[DATASET]

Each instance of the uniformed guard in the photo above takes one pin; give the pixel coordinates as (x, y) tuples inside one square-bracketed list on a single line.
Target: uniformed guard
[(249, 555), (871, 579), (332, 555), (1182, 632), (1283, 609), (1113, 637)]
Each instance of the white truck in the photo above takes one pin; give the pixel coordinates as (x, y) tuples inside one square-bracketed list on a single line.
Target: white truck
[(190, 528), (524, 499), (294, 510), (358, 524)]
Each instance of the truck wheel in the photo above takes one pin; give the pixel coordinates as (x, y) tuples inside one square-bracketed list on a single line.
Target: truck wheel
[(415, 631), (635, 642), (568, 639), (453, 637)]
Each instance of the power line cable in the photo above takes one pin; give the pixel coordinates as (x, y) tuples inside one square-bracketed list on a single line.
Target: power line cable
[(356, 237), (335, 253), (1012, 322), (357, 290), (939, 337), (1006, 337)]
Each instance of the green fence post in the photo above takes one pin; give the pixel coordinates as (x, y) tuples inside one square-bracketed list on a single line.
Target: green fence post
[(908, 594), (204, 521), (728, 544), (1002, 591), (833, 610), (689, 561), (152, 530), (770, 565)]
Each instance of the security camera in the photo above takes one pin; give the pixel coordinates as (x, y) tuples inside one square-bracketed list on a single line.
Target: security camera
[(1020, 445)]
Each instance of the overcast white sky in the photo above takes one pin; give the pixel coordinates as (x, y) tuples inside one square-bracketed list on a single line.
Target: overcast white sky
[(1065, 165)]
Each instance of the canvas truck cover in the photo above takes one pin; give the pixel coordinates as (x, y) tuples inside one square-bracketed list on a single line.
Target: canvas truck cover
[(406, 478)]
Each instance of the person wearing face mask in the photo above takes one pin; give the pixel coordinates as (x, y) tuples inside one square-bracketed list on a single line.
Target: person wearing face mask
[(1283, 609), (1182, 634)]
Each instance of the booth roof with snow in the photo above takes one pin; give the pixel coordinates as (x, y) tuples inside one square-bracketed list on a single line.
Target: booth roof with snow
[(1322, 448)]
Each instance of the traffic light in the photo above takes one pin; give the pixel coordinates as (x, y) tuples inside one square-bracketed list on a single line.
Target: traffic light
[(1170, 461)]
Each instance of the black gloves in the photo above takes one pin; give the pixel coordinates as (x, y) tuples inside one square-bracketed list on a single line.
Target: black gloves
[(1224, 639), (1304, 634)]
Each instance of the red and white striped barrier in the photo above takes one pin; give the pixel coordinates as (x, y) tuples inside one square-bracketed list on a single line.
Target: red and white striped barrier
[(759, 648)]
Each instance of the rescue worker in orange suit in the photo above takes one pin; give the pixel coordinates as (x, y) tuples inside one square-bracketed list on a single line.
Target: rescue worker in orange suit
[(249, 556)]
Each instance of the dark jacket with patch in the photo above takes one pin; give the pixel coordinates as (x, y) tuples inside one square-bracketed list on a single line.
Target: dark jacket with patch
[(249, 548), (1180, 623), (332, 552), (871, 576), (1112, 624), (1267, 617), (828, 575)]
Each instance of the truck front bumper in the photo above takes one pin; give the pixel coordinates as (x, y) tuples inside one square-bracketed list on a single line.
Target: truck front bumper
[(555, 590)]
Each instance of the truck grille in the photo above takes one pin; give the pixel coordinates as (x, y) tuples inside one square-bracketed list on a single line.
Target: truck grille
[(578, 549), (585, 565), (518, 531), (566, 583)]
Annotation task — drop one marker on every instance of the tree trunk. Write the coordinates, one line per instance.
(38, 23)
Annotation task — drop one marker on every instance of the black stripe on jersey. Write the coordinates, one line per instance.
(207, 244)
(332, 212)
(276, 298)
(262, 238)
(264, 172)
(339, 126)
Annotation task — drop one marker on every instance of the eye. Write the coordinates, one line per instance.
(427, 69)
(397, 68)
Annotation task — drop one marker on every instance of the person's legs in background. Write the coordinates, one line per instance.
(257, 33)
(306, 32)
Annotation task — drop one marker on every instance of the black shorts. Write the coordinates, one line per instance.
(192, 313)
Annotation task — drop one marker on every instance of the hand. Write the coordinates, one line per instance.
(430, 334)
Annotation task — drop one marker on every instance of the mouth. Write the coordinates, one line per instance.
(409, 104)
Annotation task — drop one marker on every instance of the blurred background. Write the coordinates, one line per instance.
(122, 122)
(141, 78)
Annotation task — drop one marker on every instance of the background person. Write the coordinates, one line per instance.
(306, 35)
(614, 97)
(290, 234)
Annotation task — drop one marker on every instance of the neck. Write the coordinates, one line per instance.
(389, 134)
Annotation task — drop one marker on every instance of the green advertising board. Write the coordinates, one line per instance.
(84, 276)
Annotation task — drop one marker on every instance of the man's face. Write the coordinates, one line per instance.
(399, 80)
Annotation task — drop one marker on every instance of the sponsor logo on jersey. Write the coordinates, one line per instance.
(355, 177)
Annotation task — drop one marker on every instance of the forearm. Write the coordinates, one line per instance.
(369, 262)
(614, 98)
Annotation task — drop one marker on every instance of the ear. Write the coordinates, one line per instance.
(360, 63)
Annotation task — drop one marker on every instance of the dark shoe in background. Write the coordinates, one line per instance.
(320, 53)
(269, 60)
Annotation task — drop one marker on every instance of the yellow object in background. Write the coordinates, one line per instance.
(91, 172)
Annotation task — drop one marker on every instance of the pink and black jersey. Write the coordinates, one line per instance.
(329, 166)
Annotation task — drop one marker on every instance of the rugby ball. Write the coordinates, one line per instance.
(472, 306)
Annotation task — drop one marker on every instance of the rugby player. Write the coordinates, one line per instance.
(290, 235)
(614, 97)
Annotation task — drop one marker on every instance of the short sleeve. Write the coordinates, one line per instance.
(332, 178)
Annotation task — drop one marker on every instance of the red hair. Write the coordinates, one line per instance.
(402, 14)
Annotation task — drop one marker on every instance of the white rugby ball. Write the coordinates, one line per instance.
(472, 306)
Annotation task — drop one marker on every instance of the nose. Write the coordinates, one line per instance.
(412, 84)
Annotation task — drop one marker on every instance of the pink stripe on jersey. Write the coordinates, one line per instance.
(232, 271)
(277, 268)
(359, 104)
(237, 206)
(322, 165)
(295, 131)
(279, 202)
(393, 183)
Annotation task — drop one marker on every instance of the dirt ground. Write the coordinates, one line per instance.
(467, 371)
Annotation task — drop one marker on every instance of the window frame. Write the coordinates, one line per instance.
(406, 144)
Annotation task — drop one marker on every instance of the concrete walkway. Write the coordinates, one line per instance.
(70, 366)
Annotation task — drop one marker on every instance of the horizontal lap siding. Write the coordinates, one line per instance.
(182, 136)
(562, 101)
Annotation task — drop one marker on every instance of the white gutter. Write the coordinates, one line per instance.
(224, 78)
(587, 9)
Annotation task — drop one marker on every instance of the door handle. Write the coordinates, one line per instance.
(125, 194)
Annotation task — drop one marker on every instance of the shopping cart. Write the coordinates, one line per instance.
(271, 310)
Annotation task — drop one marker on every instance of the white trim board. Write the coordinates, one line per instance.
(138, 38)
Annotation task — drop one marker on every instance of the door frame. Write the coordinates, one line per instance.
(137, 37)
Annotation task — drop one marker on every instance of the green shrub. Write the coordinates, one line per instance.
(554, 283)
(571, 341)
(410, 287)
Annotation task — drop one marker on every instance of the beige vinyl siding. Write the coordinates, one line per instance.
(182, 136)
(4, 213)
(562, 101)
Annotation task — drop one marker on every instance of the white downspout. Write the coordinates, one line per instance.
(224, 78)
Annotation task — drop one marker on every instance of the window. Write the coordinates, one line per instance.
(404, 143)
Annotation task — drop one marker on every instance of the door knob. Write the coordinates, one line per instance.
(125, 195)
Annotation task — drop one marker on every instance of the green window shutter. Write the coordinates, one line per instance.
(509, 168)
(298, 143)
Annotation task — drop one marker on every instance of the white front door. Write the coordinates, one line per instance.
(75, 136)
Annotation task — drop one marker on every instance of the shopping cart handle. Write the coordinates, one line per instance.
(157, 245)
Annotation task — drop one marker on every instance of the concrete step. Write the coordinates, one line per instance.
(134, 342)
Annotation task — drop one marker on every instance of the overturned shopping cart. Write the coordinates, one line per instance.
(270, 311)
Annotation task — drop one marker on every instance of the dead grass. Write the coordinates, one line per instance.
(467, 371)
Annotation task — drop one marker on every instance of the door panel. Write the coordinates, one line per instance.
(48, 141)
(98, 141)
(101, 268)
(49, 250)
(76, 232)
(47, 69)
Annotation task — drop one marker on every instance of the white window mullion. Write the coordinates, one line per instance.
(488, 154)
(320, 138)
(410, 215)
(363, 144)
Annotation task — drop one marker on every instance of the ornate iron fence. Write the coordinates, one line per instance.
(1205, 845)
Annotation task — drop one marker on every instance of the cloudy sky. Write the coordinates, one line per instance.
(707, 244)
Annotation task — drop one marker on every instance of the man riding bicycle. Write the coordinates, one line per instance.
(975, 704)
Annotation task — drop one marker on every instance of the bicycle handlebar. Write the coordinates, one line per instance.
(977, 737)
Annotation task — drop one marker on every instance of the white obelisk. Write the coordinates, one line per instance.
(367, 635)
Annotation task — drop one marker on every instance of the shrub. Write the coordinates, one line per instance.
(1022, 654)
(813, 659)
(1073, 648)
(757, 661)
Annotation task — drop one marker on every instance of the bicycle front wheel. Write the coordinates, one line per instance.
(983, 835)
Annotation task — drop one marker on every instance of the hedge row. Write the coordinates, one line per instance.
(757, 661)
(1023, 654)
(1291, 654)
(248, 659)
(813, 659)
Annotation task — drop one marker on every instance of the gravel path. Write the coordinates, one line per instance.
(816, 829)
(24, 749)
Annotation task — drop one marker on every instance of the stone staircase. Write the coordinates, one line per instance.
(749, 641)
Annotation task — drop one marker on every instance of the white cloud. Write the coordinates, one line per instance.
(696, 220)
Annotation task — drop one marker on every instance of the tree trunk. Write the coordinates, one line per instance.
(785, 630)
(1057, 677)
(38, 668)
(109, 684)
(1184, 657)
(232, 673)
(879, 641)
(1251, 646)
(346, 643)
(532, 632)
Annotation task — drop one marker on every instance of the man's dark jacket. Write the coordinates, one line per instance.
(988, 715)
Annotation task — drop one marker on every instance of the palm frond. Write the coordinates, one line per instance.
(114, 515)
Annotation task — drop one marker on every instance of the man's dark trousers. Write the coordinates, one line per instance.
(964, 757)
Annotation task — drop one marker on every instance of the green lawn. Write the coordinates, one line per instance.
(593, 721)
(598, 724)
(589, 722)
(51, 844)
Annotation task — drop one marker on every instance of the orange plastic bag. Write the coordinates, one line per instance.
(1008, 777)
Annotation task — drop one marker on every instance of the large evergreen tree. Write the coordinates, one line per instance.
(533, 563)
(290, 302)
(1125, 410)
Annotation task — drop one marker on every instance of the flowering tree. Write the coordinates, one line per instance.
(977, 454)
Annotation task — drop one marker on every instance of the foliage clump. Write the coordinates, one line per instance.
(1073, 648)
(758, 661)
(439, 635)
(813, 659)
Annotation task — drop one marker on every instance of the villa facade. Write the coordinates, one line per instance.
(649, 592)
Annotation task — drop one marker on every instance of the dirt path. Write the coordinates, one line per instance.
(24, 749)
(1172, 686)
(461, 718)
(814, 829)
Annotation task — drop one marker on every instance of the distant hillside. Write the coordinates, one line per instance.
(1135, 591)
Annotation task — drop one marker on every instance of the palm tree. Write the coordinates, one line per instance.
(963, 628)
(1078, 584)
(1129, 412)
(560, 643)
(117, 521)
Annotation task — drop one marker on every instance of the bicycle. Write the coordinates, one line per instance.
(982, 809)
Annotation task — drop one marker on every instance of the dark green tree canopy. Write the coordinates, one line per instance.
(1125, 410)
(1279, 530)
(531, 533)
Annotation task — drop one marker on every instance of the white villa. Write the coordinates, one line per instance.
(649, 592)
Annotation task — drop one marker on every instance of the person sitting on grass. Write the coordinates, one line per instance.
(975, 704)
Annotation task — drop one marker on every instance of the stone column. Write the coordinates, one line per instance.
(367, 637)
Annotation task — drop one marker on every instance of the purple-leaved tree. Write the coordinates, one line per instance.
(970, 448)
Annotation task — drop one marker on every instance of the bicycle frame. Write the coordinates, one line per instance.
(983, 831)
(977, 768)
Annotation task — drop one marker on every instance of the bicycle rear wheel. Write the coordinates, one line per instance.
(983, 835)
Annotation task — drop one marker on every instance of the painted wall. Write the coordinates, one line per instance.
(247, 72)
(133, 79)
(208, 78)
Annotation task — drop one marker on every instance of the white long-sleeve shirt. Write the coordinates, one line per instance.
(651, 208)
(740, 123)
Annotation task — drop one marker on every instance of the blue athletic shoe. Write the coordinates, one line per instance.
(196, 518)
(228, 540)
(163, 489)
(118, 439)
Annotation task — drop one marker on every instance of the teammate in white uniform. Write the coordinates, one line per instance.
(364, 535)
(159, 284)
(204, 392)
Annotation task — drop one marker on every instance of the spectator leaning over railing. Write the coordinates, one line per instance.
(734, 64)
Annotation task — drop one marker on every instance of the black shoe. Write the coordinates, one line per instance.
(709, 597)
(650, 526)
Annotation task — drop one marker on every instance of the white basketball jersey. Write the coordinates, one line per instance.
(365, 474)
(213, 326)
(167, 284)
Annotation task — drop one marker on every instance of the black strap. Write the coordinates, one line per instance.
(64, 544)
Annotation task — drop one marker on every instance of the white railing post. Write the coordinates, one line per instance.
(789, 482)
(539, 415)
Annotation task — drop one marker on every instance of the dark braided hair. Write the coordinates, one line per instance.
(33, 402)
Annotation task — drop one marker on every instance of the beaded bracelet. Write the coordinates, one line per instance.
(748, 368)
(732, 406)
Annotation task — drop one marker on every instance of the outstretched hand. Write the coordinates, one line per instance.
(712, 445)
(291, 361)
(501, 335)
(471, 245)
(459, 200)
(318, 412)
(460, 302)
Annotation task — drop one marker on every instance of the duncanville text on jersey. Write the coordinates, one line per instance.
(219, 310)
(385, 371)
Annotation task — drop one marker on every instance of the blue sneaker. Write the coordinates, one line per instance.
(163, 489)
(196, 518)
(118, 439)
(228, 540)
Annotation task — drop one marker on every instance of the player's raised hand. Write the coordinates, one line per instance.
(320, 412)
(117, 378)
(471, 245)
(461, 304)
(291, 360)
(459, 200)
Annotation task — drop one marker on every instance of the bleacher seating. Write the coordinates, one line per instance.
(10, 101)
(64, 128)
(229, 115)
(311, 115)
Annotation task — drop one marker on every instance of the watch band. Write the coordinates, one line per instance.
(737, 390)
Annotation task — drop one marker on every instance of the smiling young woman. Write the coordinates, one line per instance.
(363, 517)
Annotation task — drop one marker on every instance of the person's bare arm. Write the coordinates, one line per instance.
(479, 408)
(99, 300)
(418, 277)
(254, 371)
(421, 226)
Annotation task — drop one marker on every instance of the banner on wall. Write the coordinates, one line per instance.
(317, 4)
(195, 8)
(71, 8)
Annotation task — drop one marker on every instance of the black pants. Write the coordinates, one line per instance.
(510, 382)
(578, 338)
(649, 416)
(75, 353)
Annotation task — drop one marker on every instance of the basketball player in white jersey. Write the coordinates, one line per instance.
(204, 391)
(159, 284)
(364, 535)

[/DATASET]

What is wanted is every line from the first line of the entries through the line that contains "Each instance of the truck wheel", given again exactly.

WRITTEN SOLUTION:
Each instance of the uniformed guard in the photo above takes one pin; give the pixel coordinates as (x, y) tuples inside one square-bracketed list on a single line.
Target: uniformed guard
[(249, 555), (871, 579), (332, 555), (1182, 632), (1283, 609), (1113, 637)]
Each instance of the white truck in the photo above takes one pin; give the pixel coordinates as (x, y) tuples inside one square-bracketed list on a single line.
Target: white truck
[(190, 528), (524, 499), (294, 510), (358, 524)]
Each instance of the truck wheel in the photo above takes one pin; give the pixel coordinates as (x, y) tuples inside one square-bracketed list on a single line.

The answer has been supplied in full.